[Task brief]
Could you restate all of the records below exactly, with the pictures left out?

[Dataset excerpts]
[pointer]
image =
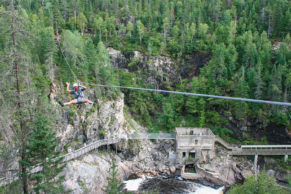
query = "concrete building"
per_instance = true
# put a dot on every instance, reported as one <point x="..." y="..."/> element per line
<point x="194" y="144"/>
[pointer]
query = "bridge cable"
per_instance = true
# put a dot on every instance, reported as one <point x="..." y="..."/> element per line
<point x="182" y="93"/>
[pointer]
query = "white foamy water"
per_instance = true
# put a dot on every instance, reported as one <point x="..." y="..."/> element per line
<point x="208" y="190"/>
<point x="133" y="185"/>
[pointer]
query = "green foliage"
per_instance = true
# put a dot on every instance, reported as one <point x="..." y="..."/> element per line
<point x="41" y="150"/>
<point x="114" y="186"/>
<point x="264" y="184"/>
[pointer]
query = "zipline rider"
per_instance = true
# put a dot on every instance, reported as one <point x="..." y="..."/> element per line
<point x="78" y="93"/>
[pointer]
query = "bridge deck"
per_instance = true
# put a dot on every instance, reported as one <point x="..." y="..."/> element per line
<point x="152" y="136"/>
<point x="262" y="150"/>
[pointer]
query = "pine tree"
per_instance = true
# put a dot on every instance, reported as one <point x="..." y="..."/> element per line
<point x="41" y="150"/>
<point x="104" y="71"/>
<point x="114" y="186"/>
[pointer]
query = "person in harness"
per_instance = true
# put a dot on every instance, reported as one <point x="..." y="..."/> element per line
<point x="78" y="93"/>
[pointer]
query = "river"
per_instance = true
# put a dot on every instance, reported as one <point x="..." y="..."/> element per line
<point x="165" y="185"/>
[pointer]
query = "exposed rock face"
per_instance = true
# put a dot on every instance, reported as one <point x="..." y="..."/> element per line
<point x="159" y="69"/>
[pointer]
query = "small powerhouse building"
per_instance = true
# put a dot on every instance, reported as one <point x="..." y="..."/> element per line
<point x="195" y="144"/>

[Expected answer]
[pointer]
image =
query = "concrete building"
per_instance = true
# put a dot on every instance, reported as one <point x="..." y="..."/> element per line
<point x="194" y="144"/>
[pointer]
query = "bridge cable"
per_instance = true
# put a dot on every instance, reported as one <point x="..." y="..."/> element per line
<point x="182" y="93"/>
[pointer]
query = "white foamy water"
per_instance = true
# put a dot on every instance, reported as one <point x="..." y="..."/> element per line
<point x="208" y="190"/>
<point x="133" y="185"/>
[pointer]
query = "green foliage"
per_instance = true
# put a dot on every instance, reported as one <point x="..." y="..."/> element per line
<point x="41" y="150"/>
<point x="114" y="186"/>
<point x="264" y="184"/>
[pointer]
query = "zipline rider"
per_instance = true
# put a dot on every instance, reported as one <point x="..." y="..."/> element per line
<point x="78" y="93"/>
[pointer]
query = "bridge deck"
per_instance = true
# put a dot on every instance, reported as one <point x="..." y="..."/> element per line
<point x="152" y="136"/>
<point x="262" y="150"/>
[pointer]
query = "pine tree"
per_instance = true
# put a dot on every instance, reported as one <point x="..." y="..."/> element per line
<point x="41" y="150"/>
<point x="104" y="71"/>
<point x="114" y="186"/>
[pointer]
query = "person in harness"
per_instance = true
# put a dot on every instance, reported as one <point x="..." y="..."/> element per line
<point x="78" y="93"/>
[pointer]
query = "river"
per_instance = true
# put a dot on every instance, reported as one <point x="..." y="..."/> element per line
<point x="165" y="185"/>
[pointer]
query = "exposed rock face"
per_instance = true
# put a dot on every instance, reported as one <point x="..." y="..."/> element per line
<point x="159" y="69"/>
[pointer]
query = "small powerhouse building"
per_instance = true
# put a dot on every instance, reported as one <point x="..." y="..."/> element per line
<point x="195" y="144"/>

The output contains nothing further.